Written exercise:
Extract every line of the data below verbatim, leaving out the pictures.

Records to use:
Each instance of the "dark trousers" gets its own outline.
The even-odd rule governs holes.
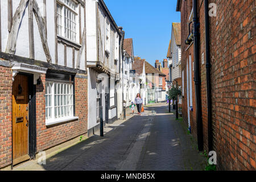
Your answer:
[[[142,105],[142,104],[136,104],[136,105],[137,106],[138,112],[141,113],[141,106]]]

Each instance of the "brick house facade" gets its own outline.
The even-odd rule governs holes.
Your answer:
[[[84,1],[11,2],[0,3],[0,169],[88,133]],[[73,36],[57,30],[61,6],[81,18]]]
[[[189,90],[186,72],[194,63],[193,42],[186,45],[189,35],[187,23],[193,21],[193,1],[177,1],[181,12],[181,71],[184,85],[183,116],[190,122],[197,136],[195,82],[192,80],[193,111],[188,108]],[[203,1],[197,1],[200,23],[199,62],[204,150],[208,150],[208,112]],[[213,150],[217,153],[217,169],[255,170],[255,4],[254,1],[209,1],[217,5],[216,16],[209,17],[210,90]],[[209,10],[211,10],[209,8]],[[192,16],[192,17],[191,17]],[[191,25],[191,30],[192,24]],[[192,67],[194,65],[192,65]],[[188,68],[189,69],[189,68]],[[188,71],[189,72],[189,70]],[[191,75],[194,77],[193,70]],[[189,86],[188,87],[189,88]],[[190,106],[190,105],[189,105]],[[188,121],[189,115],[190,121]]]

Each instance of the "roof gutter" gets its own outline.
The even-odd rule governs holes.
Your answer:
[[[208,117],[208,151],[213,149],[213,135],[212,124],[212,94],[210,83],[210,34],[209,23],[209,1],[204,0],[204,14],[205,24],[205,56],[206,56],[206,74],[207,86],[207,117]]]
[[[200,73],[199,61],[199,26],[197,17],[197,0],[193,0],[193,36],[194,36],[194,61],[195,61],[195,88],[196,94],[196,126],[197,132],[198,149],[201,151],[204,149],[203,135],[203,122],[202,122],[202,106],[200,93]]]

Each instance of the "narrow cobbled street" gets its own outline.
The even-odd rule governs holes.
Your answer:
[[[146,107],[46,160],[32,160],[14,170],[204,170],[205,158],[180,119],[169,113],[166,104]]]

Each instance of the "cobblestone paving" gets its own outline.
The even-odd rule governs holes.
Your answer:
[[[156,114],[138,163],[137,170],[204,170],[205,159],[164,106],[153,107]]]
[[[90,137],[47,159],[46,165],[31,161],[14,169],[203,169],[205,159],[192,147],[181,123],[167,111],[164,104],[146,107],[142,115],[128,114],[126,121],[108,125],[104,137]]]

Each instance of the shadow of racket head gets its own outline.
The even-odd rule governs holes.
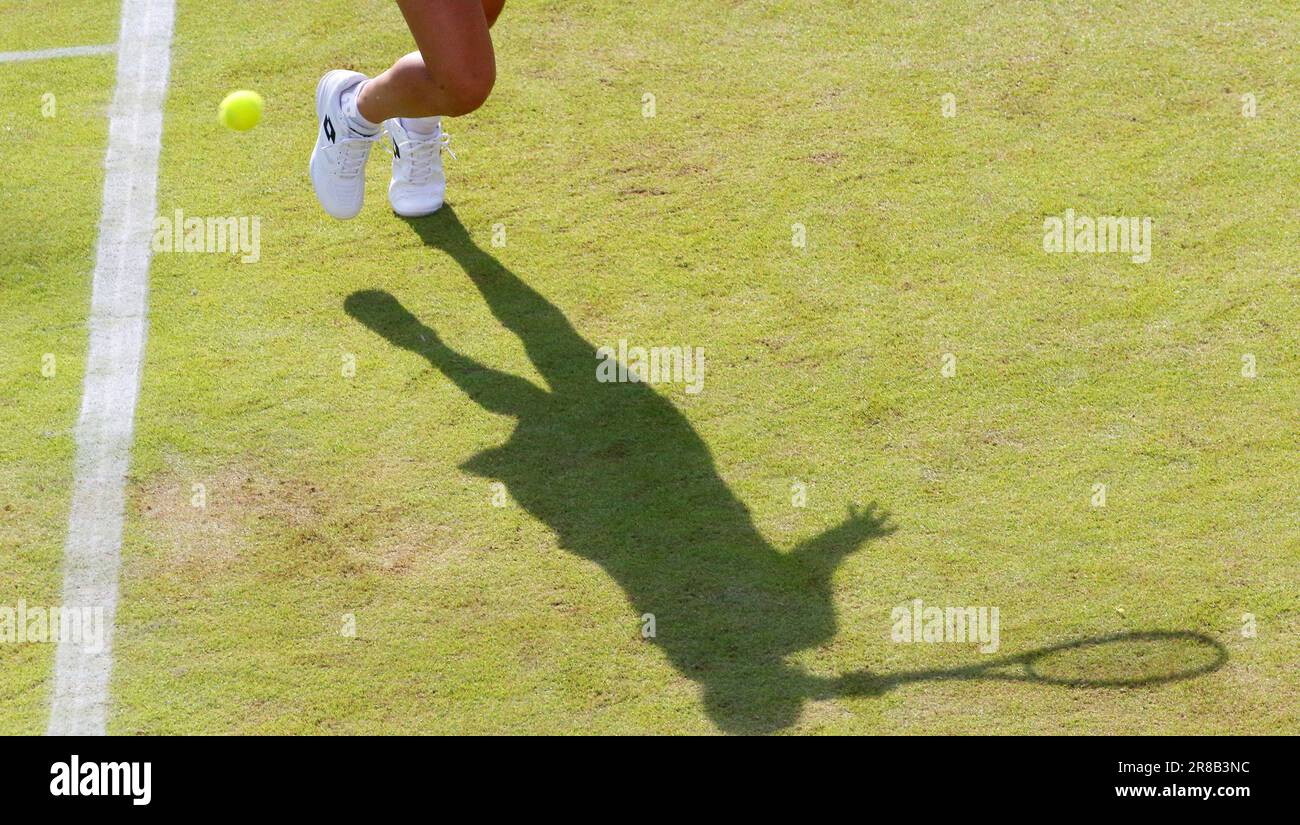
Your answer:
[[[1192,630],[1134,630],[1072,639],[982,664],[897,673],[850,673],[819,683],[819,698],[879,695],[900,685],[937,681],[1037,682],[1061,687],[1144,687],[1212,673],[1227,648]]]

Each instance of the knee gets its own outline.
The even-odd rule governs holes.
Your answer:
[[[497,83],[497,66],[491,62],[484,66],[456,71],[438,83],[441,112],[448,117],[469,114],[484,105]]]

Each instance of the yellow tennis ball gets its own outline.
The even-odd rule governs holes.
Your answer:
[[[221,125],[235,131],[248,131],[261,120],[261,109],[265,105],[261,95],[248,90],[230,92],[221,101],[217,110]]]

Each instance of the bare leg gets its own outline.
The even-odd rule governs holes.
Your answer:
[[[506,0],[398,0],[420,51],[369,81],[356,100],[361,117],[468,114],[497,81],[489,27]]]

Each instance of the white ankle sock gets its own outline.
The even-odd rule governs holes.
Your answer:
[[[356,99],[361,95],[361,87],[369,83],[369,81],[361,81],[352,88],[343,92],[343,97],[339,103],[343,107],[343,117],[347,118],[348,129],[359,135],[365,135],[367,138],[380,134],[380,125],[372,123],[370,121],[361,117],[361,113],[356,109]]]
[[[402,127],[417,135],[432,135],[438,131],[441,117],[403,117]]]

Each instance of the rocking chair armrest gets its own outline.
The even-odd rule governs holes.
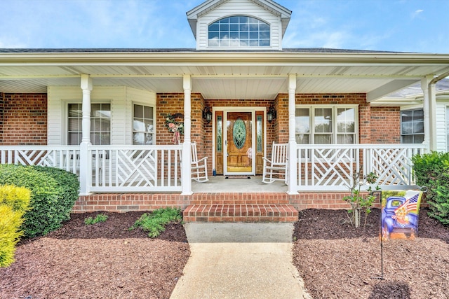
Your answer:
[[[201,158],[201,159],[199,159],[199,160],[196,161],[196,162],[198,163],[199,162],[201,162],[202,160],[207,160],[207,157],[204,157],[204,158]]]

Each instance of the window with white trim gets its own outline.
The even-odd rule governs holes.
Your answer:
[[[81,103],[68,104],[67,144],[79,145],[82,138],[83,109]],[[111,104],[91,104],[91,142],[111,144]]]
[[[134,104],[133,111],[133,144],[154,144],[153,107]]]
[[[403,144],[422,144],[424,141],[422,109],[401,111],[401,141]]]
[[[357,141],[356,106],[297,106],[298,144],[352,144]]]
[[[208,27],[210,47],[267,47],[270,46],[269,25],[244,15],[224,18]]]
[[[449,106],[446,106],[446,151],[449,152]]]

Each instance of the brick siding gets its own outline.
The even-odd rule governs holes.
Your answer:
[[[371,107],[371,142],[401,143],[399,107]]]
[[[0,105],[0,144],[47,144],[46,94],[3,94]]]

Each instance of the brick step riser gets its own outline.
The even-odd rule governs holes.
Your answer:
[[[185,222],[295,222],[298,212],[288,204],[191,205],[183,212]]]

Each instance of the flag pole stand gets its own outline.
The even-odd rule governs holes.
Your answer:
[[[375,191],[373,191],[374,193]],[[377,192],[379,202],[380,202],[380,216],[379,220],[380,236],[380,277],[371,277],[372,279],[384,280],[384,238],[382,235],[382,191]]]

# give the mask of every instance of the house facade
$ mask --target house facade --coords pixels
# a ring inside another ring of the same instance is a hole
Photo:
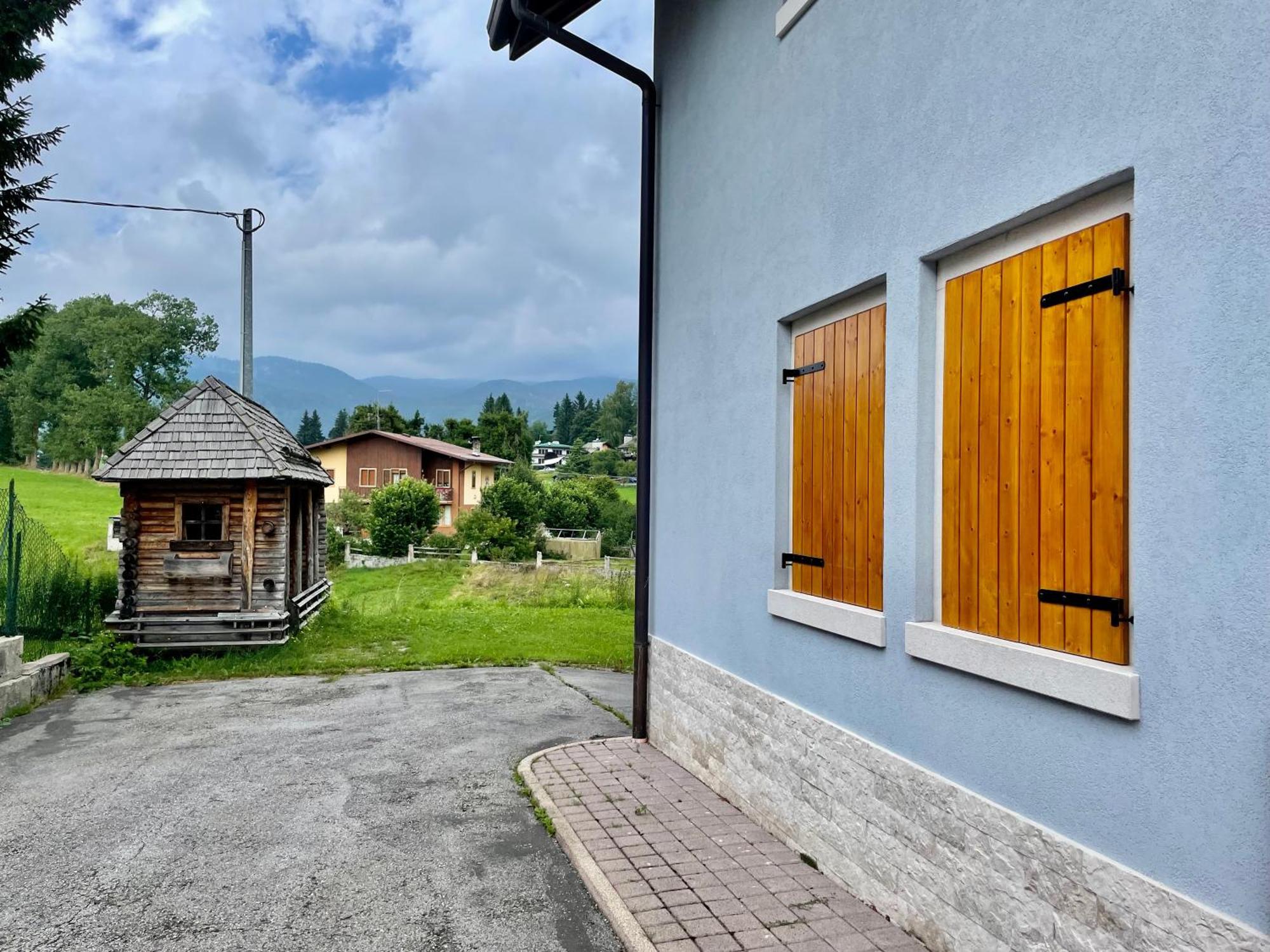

Written response:
Each instance of the "dark trousers" gets its own outline.
The even-odd rule governs holes.
Your answer:
[[[142,105],[142,104],[136,104],[136,105],[137,106],[138,112],[141,113],[141,106]]]

Each instance of the "brick house facade" gets its own outline.
The even-odd rule governs holes.
Your answer:
[[[84,1],[11,2],[0,3],[0,169],[88,133]],[[73,36],[57,30],[61,6],[81,18]]]
[[[189,90],[186,72],[194,63],[193,42],[186,45],[189,35],[187,23],[193,21],[193,1],[177,1],[181,12],[181,71],[184,85],[183,116],[190,122],[197,136],[195,82],[192,80],[193,111],[188,108]],[[203,1],[197,1],[200,23],[199,62],[204,150],[208,150],[208,112]],[[213,150],[217,153],[217,169],[255,170],[255,4],[254,1],[209,1],[217,5],[216,16],[209,17],[210,90]],[[209,10],[211,10],[209,8]],[[192,16],[192,17],[191,17]],[[191,25],[191,30],[192,24]],[[192,67],[194,65],[192,65]],[[188,68],[189,69],[189,68]],[[188,71],[189,72],[189,70]],[[191,75],[194,77],[193,70]],[[189,86],[188,87],[189,88]],[[190,106],[190,105],[189,105]],[[188,121],[189,115],[190,121]]]

Each instance of the "roof gutter" gets its own outline.
The even-odd rule governs holes.
Your answer:
[[[208,117],[208,151],[213,149],[213,135],[212,124],[212,94],[210,83],[210,34],[209,23],[209,1],[204,0],[204,14],[205,24],[205,56],[206,56],[206,74],[207,86],[207,117]]]
[[[200,73],[199,61],[199,26],[197,17],[197,0],[193,0],[193,36],[194,36],[194,61],[195,61],[195,88],[196,94],[196,126],[197,132],[198,149],[201,151],[204,149],[203,135],[203,122],[202,122],[202,106],[200,93]]]

Each instance of the "narrow cobbled street" gets its own outline.
The even-odd rule governs holes.
Your answer:
[[[146,107],[46,160],[32,160],[14,170],[204,170],[205,158],[180,119],[169,113],[166,104]]]

Each instance of the "cobblestone paving" gets its own outline.
The even-odd rule governs holes.
Your answer:
[[[156,114],[138,163],[137,170],[204,170],[205,159],[164,106],[153,107]]]
[[[90,137],[47,159],[46,165],[31,161],[14,169],[203,169],[205,159],[192,147],[181,123],[167,111],[164,104],[146,107],[142,115],[128,114],[126,121],[108,125],[104,137]]]

Each instance of the shadow of racket head gets its own outline.
The even-odd rule governs holes.
Your answer:
[[[1192,630],[1134,630],[1072,639],[982,664],[897,673],[850,673],[819,683],[819,698],[879,695],[900,685],[937,681],[1037,682],[1061,687],[1144,687],[1212,673],[1227,648]]]

Each instance of the knee gets its own outline.
The even-odd rule governs holes.
Your answer:
[[[497,83],[497,66],[491,62],[484,66],[456,71],[438,83],[441,112],[448,117],[469,114],[484,105]]]

Each instance of the yellow tennis ball gets its own outline.
The even-odd rule governs holes.
Your answer:
[[[221,125],[235,131],[248,131],[261,120],[261,109],[265,105],[261,95],[248,90],[230,92],[221,101],[217,110]]]

Each instance of the bare leg gets its own outline.
The even-odd rule governs holes.
Your answer:
[[[506,0],[398,0],[420,51],[369,81],[356,100],[361,117],[468,114],[497,81],[489,27]]]

Each instance of the white ankle sock gets its own outline.
The even-odd rule governs holes.
Your answer:
[[[356,99],[361,95],[361,87],[369,83],[369,81],[361,81],[352,88],[343,92],[343,97],[339,103],[343,107],[343,117],[347,118],[348,129],[359,135],[365,135],[367,138],[380,134],[380,125],[372,123],[370,121],[361,117],[361,113],[356,109]]]
[[[402,127],[417,135],[432,135],[438,131],[441,117],[403,117]]]

Each instance of the rocking chair armrest gets its own outline.
The even-odd rule governs holes.
Your answer:
[[[201,158],[201,159],[199,159],[199,160],[196,161],[196,162],[198,163],[199,162],[201,162],[202,160],[207,160],[207,157],[204,157],[204,158]]]

Each instance of the window with white trim gets its own outline.
The even-odd rule governs holes.
Your answer:
[[[81,103],[68,104],[67,144],[79,145],[82,138],[83,109]],[[111,104],[91,104],[91,142],[111,144]]]
[[[134,104],[133,111],[133,144],[154,144],[153,107]]]
[[[403,144],[422,144],[424,141],[422,109],[401,111],[401,141]]]
[[[357,141],[356,106],[297,106],[298,144],[352,144]]]
[[[208,27],[210,47],[267,47],[270,46],[269,25],[244,15],[224,18]]]
[[[449,106],[446,106],[446,151],[449,152]]]

Each instance of the brick siding gets its own outline.
The even-odd rule governs holes.
Your answer:
[[[371,107],[371,142],[401,143],[399,107]]]
[[[0,105],[0,144],[47,144],[46,94],[3,94]]]

Each instance of the brick step riser gets its own outline.
The even-odd rule governs holes.
Your answer:
[[[185,222],[295,222],[298,212],[288,204],[191,205],[183,212]]]

Each instance of the flag pole stand gets its own outline.
The even-odd rule governs holes.
Your answer:
[[[375,191],[373,191],[374,193]],[[377,192],[379,202],[380,202],[380,216],[379,220],[380,236],[380,277],[371,277],[372,279],[384,280],[384,238],[382,235],[382,191]]]

# give the mask of every instance of the house facade
$ mask --target house facade --coords pixels
# a ring inside another ring of the same instance is a hole
Photo:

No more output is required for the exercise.